**Exercise aim**
In the entries below, find the line containing "Where can the roof" and the line containing "Where can the front quarter". Copy those two lines and everything between them exactly, and only that.

**Supplied data**
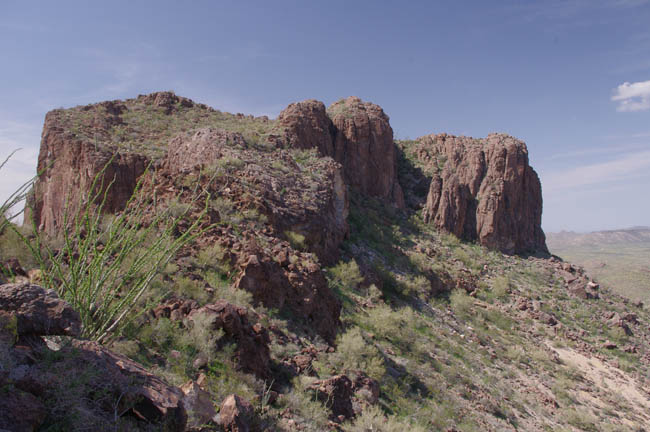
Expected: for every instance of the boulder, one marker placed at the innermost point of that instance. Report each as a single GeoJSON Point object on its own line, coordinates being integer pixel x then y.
{"type": "Point", "coordinates": [37, 311]}
{"type": "Point", "coordinates": [20, 411]}
{"type": "Point", "coordinates": [336, 393]}
{"type": "Point", "coordinates": [356, 134]}
{"type": "Point", "coordinates": [300, 289]}
{"type": "Point", "coordinates": [307, 126]}
{"type": "Point", "coordinates": [483, 190]}
{"type": "Point", "coordinates": [252, 354]}
{"type": "Point", "coordinates": [364, 146]}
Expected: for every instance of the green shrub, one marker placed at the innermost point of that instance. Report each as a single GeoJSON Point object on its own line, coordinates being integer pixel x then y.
{"type": "Point", "coordinates": [354, 352]}
{"type": "Point", "coordinates": [296, 240]}
{"type": "Point", "coordinates": [345, 276]}
{"type": "Point", "coordinates": [103, 270]}
{"type": "Point", "coordinates": [501, 287]}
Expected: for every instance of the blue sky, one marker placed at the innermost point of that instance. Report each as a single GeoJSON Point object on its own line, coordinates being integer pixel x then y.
{"type": "Point", "coordinates": [570, 77]}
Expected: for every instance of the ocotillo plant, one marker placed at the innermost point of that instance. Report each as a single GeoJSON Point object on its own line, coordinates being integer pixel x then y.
{"type": "Point", "coordinates": [106, 264]}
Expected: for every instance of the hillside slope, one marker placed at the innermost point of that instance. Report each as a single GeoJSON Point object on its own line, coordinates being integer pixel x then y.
{"type": "Point", "coordinates": [618, 258]}
{"type": "Point", "coordinates": [343, 281]}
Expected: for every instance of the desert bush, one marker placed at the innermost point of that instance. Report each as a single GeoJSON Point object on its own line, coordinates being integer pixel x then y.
{"type": "Point", "coordinates": [345, 276]}
{"type": "Point", "coordinates": [373, 419]}
{"type": "Point", "coordinates": [461, 303]}
{"type": "Point", "coordinates": [296, 240]}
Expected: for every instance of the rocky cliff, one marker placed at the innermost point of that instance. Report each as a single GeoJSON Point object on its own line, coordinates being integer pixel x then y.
{"type": "Point", "coordinates": [482, 190]}
{"type": "Point", "coordinates": [356, 134]}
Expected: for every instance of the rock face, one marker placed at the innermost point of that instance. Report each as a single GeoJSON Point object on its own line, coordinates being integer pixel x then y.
{"type": "Point", "coordinates": [37, 311]}
{"type": "Point", "coordinates": [484, 190]}
{"type": "Point", "coordinates": [356, 134]}
{"type": "Point", "coordinates": [320, 216]}
{"type": "Point", "coordinates": [336, 392]}
{"type": "Point", "coordinates": [69, 165]}
{"type": "Point", "coordinates": [252, 353]}
{"type": "Point", "coordinates": [236, 414]}
{"type": "Point", "coordinates": [81, 378]}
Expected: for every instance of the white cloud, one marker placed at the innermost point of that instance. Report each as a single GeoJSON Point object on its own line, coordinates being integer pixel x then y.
{"type": "Point", "coordinates": [629, 168]}
{"type": "Point", "coordinates": [633, 96]}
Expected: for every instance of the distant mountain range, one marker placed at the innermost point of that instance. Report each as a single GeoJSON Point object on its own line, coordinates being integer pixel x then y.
{"type": "Point", "coordinates": [565, 239]}
{"type": "Point", "coordinates": [617, 258]}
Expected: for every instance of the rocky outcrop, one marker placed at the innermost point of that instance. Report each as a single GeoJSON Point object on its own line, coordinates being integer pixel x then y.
{"type": "Point", "coordinates": [80, 380]}
{"type": "Point", "coordinates": [356, 134]}
{"type": "Point", "coordinates": [290, 281]}
{"type": "Point", "coordinates": [68, 164]}
{"type": "Point", "coordinates": [236, 414]}
{"type": "Point", "coordinates": [252, 352]}
{"type": "Point", "coordinates": [37, 311]}
{"type": "Point", "coordinates": [307, 126]}
{"type": "Point", "coordinates": [292, 199]}
{"type": "Point", "coordinates": [483, 190]}
{"type": "Point", "coordinates": [336, 393]}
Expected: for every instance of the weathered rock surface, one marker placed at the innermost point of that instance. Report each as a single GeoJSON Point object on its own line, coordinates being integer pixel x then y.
{"type": "Point", "coordinates": [69, 164]}
{"type": "Point", "coordinates": [292, 200]}
{"type": "Point", "coordinates": [236, 414]}
{"type": "Point", "coordinates": [299, 286]}
{"type": "Point", "coordinates": [356, 134]}
{"type": "Point", "coordinates": [307, 126]}
{"type": "Point", "coordinates": [37, 311]}
{"type": "Point", "coordinates": [252, 340]}
{"type": "Point", "coordinates": [484, 190]}
{"type": "Point", "coordinates": [83, 378]}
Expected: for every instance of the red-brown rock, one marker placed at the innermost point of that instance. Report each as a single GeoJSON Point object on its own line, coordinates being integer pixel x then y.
{"type": "Point", "coordinates": [336, 393]}
{"type": "Point", "coordinates": [20, 411]}
{"type": "Point", "coordinates": [236, 414]}
{"type": "Point", "coordinates": [364, 146]}
{"type": "Point", "coordinates": [303, 290]}
{"type": "Point", "coordinates": [198, 404]}
{"type": "Point", "coordinates": [37, 311]}
{"type": "Point", "coordinates": [307, 126]}
{"type": "Point", "coordinates": [69, 164]}
{"type": "Point", "coordinates": [484, 189]}
{"type": "Point", "coordinates": [252, 340]}
{"type": "Point", "coordinates": [356, 134]}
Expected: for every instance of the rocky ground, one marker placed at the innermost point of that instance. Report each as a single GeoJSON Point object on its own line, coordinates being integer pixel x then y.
{"type": "Point", "coordinates": [341, 281]}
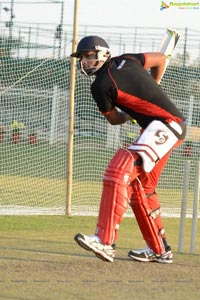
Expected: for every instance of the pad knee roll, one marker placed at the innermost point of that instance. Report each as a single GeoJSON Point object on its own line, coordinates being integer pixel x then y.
{"type": "Point", "coordinates": [145, 219]}
{"type": "Point", "coordinates": [115, 196]}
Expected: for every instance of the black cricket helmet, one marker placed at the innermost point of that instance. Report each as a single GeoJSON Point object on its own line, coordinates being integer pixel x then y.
{"type": "Point", "coordinates": [96, 44]}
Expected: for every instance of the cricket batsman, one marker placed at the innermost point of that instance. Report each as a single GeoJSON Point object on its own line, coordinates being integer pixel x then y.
{"type": "Point", "coordinates": [123, 90]}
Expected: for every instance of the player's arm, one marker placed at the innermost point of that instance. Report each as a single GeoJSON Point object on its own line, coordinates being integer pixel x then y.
{"type": "Point", "coordinates": [117, 117]}
{"type": "Point", "coordinates": [156, 63]}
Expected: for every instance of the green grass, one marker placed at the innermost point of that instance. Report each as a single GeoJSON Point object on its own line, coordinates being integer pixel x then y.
{"type": "Point", "coordinates": [40, 260]}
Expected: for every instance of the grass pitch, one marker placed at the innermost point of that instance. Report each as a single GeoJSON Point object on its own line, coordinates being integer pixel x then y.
{"type": "Point", "coordinates": [40, 260]}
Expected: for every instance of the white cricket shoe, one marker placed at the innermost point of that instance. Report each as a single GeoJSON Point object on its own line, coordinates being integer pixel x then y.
{"type": "Point", "coordinates": [147, 255]}
{"type": "Point", "coordinates": [94, 244]}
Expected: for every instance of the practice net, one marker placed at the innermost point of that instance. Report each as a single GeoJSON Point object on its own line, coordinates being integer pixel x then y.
{"type": "Point", "coordinates": [34, 102]}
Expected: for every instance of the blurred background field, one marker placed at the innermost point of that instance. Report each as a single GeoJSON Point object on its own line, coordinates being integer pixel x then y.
{"type": "Point", "coordinates": [40, 260]}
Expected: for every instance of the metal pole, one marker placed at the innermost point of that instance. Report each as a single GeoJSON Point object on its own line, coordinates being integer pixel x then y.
{"type": "Point", "coordinates": [183, 205]}
{"type": "Point", "coordinates": [71, 111]}
{"type": "Point", "coordinates": [11, 18]}
{"type": "Point", "coordinates": [195, 208]}
{"type": "Point", "coordinates": [61, 27]}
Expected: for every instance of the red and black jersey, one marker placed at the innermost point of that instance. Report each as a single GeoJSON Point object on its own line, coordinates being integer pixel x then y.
{"type": "Point", "coordinates": [123, 82]}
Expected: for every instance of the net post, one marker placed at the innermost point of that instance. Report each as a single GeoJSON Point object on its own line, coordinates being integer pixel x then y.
{"type": "Point", "coordinates": [71, 112]}
{"type": "Point", "coordinates": [195, 208]}
{"type": "Point", "coordinates": [183, 205]}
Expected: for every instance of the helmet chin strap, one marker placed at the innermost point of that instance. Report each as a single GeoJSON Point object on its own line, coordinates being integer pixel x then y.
{"type": "Point", "coordinates": [92, 70]}
{"type": "Point", "coordinates": [102, 56]}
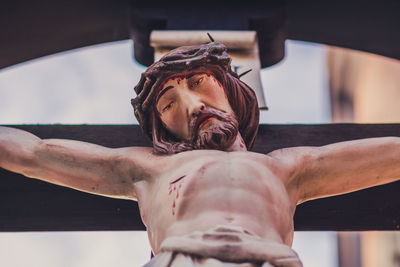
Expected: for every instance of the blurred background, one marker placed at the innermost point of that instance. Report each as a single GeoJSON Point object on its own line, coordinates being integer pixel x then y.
{"type": "Point", "coordinates": [312, 84]}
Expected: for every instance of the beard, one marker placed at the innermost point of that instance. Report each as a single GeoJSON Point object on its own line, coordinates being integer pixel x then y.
{"type": "Point", "coordinates": [220, 133]}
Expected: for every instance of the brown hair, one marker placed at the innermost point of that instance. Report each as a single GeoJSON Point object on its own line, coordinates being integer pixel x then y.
{"type": "Point", "coordinates": [211, 57]}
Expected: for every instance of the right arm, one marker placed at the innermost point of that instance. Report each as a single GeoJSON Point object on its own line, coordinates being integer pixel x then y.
{"type": "Point", "coordinates": [79, 165]}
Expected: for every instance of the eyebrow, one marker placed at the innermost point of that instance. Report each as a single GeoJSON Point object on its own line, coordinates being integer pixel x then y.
{"type": "Point", "coordinates": [163, 92]}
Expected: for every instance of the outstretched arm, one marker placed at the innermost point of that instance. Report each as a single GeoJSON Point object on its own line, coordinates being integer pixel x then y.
{"type": "Point", "coordinates": [342, 167]}
{"type": "Point", "coordinates": [79, 165]}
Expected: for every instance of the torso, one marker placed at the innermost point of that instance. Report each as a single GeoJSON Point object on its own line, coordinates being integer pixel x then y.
{"type": "Point", "coordinates": [200, 189]}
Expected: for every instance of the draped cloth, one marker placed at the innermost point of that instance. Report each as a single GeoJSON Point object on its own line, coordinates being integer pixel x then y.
{"type": "Point", "coordinates": [223, 246]}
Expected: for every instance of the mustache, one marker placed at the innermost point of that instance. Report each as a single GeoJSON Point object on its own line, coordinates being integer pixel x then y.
{"type": "Point", "coordinates": [204, 115]}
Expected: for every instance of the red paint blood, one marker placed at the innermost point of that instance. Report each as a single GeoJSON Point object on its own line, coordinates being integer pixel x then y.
{"type": "Point", "coordinates": [177, 180]}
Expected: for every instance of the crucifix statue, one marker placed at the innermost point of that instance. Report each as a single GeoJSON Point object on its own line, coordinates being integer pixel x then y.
{"type": "Point", "coordinates": [205, 198]}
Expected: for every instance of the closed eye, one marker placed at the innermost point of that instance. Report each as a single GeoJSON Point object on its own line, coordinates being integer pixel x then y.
{"type": "Point", "coordinates": [198, 81]}
{"type": "Point", "coordinates": [167, 107]}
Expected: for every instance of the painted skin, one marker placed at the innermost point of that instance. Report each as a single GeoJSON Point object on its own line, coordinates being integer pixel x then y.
{"type": "Point", "coordinates": [197, 190]}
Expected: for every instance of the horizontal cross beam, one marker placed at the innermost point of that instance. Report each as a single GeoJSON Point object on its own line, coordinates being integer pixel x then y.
{"type": "Point", "coordinates": [32, 205]}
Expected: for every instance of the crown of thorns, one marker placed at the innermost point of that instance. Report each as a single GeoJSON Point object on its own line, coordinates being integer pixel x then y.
{"type": "Point", "coordinates": [185, 58]}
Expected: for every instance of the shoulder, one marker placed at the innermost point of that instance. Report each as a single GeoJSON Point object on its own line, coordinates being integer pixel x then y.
{"type": "Point", "coordinates": [291, 162]}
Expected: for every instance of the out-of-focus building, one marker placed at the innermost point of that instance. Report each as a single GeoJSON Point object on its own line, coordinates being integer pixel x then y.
{"type": "Point", "coordinates": [365, 88]}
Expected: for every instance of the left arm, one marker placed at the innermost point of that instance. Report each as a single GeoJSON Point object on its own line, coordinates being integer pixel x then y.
{"type": "Point", "coordinates": [344, 167]}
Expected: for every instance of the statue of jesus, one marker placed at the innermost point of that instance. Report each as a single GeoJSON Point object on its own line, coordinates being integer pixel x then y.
{"type": "Point", "coordinates": [205, 199]}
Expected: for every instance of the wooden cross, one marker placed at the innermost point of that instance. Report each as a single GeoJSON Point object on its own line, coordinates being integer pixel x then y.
{"type": "Point", "coordinates": [32, 205]}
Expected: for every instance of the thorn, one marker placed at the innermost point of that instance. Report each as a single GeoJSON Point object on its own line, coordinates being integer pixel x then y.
{"type": "Point", "coordinates": [209, 36]}
{"type": "Point", "coordinates": [244, 73]}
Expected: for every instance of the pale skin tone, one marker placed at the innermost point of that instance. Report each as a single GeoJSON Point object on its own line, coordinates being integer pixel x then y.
{"type": "Point", "coordinates": [197, 190]}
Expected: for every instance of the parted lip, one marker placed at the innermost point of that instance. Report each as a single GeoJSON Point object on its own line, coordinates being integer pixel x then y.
{"type": "Point", "coordinates": [201, 119]}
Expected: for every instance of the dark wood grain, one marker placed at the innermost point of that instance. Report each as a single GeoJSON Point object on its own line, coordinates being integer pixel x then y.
{"type": "Point", "coordinates": [31, 205]}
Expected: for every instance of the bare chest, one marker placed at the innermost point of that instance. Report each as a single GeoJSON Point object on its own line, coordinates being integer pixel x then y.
{"type": "Point", "coordinates": [220, 183]}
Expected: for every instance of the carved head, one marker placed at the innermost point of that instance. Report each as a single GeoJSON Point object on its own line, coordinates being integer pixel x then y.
{"type": "Point", "coordinates": [191, 99]}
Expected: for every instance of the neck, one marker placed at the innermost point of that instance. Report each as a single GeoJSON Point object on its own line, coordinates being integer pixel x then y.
{"type": "Point", "coordinates": [238, 145]}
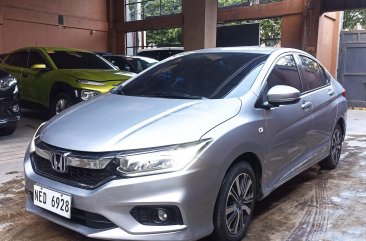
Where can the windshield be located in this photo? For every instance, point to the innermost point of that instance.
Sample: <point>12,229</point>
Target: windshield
<point>141,63</point>
<point>194,76</point>
<point>78,60</point>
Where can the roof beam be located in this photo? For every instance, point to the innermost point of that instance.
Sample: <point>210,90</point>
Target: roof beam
<point>160,22</point>
<point>340,5</point>
<point>260,11</point>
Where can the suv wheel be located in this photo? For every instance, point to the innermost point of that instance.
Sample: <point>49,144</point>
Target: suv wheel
<point>7,130</point>
<point>332,160</point>
<point>235,203</point>
<point>61,102</point>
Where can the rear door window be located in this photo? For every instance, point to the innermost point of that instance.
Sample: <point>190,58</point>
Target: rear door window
<point>36,58</point>
<point>18,59</point>
<point>314,75</point>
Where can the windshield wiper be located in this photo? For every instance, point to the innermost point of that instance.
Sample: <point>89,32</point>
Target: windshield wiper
<point>172,95</point>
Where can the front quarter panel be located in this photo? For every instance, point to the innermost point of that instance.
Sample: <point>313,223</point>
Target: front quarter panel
<point>244,133</point>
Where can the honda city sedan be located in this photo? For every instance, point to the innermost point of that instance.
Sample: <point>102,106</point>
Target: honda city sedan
<point>188,147</point>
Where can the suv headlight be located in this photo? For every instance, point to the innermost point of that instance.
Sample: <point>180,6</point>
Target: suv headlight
<point>7,82</point>
<point>88,94</point>
<point>90,82</point>
<point>160,160</point>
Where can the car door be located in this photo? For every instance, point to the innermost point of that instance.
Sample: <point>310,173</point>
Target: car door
<point>288,126</point>
<point>324,102</point>
<point>36,81</point>
<point>14,64</point>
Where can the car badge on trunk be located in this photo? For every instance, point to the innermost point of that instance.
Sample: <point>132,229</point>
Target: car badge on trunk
<point>59,162</point>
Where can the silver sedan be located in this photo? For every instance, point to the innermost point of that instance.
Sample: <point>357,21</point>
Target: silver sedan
<point>186,148</point>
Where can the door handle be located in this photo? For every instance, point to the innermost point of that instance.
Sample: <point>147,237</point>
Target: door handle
<point>306,105</point>
<point>331,91</point>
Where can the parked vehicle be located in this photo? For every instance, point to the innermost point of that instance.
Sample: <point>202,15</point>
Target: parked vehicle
<point>2,56</point>
<point>187,147</point>
<point>9,104</point>
<point>160,53</point>
<point>56,78</point>
<point>135,64</point>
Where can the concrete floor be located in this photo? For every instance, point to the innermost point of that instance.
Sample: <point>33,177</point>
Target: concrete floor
<point>316,205</point>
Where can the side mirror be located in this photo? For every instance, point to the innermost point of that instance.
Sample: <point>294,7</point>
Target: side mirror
<point>127,68</point>
<point>283,95</point>
<point>39,67</point>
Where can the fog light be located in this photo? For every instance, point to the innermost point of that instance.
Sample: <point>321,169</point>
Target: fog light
<point>157,215</point>
<point>88,94</point>
<point>15,108</point>
<point>162,215</point>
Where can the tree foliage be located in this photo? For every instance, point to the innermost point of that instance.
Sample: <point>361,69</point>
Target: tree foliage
<point>352,18</point>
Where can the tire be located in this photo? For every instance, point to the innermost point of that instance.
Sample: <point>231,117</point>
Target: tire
<point>331,161</point>
<point>60,103</point>
<point>7,131</point>
<point>234,210</point>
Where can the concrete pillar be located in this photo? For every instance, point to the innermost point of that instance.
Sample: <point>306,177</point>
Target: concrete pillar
<point>116,38</point>
<point>1,29</point>
<point>312,14</point>
<point>292,26</point>
<point>199,24</point>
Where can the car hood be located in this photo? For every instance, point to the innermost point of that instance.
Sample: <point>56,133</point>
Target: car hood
<point>98,75</point>
<point>116,123</point>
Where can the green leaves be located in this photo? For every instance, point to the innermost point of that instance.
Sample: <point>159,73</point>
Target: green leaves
<point>352,18</point>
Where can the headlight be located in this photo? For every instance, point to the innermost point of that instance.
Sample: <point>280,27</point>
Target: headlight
<point>32,146</point>
<point>6,83</point>
<point>159,160</point>
<point>88,94</point>
<point>90,82</point>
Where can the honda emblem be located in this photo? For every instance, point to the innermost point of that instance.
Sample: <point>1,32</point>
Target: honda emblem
<point>59,162</point>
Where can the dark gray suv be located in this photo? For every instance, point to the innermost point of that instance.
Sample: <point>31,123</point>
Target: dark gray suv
<point>187,147</point>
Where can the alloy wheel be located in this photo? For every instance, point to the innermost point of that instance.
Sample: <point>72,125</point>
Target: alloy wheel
<point>238,204</point>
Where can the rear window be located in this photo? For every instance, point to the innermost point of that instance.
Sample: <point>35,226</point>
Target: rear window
<point>78,60</point>
<point>197,75</point>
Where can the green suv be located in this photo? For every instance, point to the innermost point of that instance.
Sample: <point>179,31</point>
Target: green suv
<point>56,78</point>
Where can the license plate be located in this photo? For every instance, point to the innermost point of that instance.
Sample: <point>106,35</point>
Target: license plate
<point>53,201</point>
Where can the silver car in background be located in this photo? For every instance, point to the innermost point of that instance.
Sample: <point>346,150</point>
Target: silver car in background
<point>187,147</point>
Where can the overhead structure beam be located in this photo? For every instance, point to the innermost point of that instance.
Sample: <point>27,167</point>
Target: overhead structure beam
<point>171,21</point>
<point>341,5</point>
<point>260,11</point>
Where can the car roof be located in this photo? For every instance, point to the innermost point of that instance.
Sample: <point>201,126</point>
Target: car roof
<point>254,49</point>
<point>128,56</point>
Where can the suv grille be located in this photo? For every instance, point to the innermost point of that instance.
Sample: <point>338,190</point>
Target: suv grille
<point>76,176</point>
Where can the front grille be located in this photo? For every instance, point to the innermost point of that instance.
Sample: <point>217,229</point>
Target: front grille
<point>76,176</point>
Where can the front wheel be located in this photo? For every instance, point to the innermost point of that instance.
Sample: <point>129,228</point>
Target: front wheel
<point>61,102</point>
<point>332,160</point>
<point>235,203</point>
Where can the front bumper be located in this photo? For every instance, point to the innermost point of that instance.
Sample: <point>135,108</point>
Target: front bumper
<point>9,117</point>
<point>192,191</point>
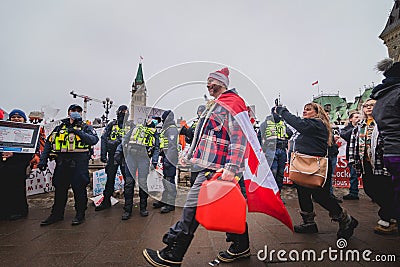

**Output below**
Where can the roof beam be located in this photo? For every instance, point to the innermost point of that instance.
Sample: <point>210,90</point>
Target: roof beam
<point>160,22</point>
<point>340,5</point>
<point>260,11</point>
Where can the suv wheel be located in this photo? For every instance, point to the innermost point of that instance.
Sample: <point>49,144</point>
Target: suv wheel
<point>7,130</point>
<point>332,160</point>
<point>235,203</point>
<point>61,102</point>
Where can the rear door window be located in this photo? For every instance, point to the innermost point of that instance.
Sample: <point>190,58</point>
Target: rear door window
<point>36,58</point>
<point>18,59</point>
<point>314,75</point>
Where can the windshield wiper be located in this photo? For every instance, point to the innermost point of that instance.
Sample: <point>89,32</point>
Target: windshield wiper
<point>172,95</point>
Where can the front quarter panel be located in this photo? For every instance, point to the innermost point of that instance.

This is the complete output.